For the word "house", tally the lines of the data that contain it and give the tally alone.

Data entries
□ □ □ □ □ □ □

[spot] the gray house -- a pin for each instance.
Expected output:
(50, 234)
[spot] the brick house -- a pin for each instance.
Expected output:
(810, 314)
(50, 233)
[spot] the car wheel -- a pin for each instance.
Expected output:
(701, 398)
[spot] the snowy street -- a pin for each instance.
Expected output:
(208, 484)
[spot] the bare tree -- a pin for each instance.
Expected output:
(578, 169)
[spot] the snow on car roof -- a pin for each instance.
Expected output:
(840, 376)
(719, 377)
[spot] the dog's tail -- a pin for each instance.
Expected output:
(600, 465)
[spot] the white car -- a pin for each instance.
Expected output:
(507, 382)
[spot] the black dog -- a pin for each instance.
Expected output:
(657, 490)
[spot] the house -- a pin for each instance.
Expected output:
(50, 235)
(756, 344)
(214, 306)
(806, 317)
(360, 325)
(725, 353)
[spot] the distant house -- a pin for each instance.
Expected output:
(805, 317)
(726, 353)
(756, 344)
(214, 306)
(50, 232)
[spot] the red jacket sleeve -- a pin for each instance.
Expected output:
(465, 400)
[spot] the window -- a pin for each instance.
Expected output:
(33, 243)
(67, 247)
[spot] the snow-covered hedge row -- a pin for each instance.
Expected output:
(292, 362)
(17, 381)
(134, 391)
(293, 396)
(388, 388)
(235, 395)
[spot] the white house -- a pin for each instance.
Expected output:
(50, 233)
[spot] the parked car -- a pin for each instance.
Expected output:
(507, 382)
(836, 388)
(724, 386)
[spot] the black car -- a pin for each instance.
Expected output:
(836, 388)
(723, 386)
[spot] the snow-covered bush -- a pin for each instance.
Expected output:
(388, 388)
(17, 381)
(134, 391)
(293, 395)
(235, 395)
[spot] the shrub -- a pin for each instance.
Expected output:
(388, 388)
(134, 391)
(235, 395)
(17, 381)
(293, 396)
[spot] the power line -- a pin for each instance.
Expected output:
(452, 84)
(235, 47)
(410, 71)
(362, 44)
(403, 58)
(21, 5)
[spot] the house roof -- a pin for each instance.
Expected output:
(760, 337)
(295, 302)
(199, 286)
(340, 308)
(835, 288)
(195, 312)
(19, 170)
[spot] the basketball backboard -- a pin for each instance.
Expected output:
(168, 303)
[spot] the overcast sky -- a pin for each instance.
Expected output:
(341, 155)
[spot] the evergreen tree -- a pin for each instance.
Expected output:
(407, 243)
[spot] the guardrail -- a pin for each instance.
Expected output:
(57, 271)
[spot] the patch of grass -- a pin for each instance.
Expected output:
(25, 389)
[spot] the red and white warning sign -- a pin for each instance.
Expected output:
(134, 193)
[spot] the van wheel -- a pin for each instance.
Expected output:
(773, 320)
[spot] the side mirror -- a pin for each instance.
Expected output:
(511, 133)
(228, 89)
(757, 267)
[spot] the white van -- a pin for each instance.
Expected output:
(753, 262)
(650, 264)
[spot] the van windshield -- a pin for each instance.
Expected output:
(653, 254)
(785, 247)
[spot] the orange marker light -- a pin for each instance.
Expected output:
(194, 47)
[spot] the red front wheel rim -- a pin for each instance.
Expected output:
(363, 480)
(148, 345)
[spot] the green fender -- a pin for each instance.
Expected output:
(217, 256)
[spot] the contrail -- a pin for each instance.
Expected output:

□ □ □ □ □ □ □

## Problem solution
6